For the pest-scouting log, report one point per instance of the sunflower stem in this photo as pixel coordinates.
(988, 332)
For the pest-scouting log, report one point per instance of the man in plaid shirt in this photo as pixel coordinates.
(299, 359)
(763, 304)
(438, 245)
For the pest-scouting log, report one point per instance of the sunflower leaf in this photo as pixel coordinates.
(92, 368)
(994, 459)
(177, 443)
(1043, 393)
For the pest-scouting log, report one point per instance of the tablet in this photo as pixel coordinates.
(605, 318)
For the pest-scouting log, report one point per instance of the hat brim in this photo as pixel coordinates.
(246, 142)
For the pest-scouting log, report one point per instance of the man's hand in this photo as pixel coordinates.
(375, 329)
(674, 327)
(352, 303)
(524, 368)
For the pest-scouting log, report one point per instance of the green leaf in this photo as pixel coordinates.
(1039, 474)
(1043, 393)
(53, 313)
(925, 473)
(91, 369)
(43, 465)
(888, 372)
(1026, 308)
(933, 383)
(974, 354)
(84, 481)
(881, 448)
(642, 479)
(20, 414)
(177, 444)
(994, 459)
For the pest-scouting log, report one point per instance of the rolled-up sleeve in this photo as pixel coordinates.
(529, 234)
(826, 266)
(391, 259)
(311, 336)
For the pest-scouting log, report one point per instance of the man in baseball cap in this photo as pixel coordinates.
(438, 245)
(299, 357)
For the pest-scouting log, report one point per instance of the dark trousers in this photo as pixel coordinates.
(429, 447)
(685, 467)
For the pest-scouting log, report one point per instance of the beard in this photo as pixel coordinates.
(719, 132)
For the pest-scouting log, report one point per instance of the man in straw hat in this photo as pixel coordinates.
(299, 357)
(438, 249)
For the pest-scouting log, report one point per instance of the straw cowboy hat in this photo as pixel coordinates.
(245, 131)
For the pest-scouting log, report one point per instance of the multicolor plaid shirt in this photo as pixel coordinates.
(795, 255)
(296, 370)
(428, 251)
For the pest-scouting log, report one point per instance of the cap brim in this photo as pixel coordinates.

◆ What is asked ◆
Extract all of the data shown above without alteration.

◆ Exercise solution ◆
For the pest-scouting log, report one point per instance of the sunflower stem in this photo as pixel coordinates.
(988, 332)
For the pest-scouting log, report one point per instance of the man in plaid shirt in this photo as pixel coordinates.
(299, 359)
(763, 304)
(438, 245)
For the pest-scouting log, report one point per instance of the sunflower leaf in this photo as pixel coordinates.
(92, 368)
(994, 459)
(177, 443)
(1043, 393)
For the pest-scouting log, report one point per instance of the tablet in this photo as pixel coordinates.
(605, 318)
For the pest-scouting log, report one point per instance of the hat brim in this photo as pixel coordinates.
(246, 142)
For the pest-scouting log, report one point per instance of the man's hand in this photo as pixel coordinates.
(375, 329)
(674, 327)
(352, 303)
(524, 368)
For the pest-scouting log, report one point per instance of the green leaf in this photo as pixel coordinates.
(1039, 474)
(1043, 393)
(53, 313)
(925, 473)
(91, 369)
(43, 465)
(888, 372)
(1026, 308)
(933, 383)
(974, 354)
(84, 481)
(881, 448)
(642, 479)
(20, 414)
(177, 444)
(994, 459)
For the pest-scouting log, report one point per instance of the rolled-up sleeve in this photo as pixel coordinates.
(529, 234)
(826, 266)
(391, 259)
(311, 336)
For the pest-scouting log, report one point per instance of the man in baseball cap in this photo as pixel coordinates.
(438, 245)
(299, 357)
For the pest-scouting log, report one point per instance of the dark trousers in this photo as pixel coordinates.
(429, 447)
(685, 467)
For the pest-scouting log, report one point per instance of the beard in this photo as pixel coordinates.
(719, 132)
For the pest-scouting log, report one point per instance of the man in straw hat in this photo as pixel coordinates.
(299, 357)
(438, 249)
For the pest-scouting log, report one point per instance of the straw cowboy hat in this photo as pixel coordinates.
(245, 131)
For the pest-scouting log, report one point per instance of the multicolor plaid shirt in this photo as pixel coordinates.
(795, 255)
(296, 370)
(428, 251)
For the pest-scouting log, report one point per instance of the cap brim in this photo as pixel coordinates.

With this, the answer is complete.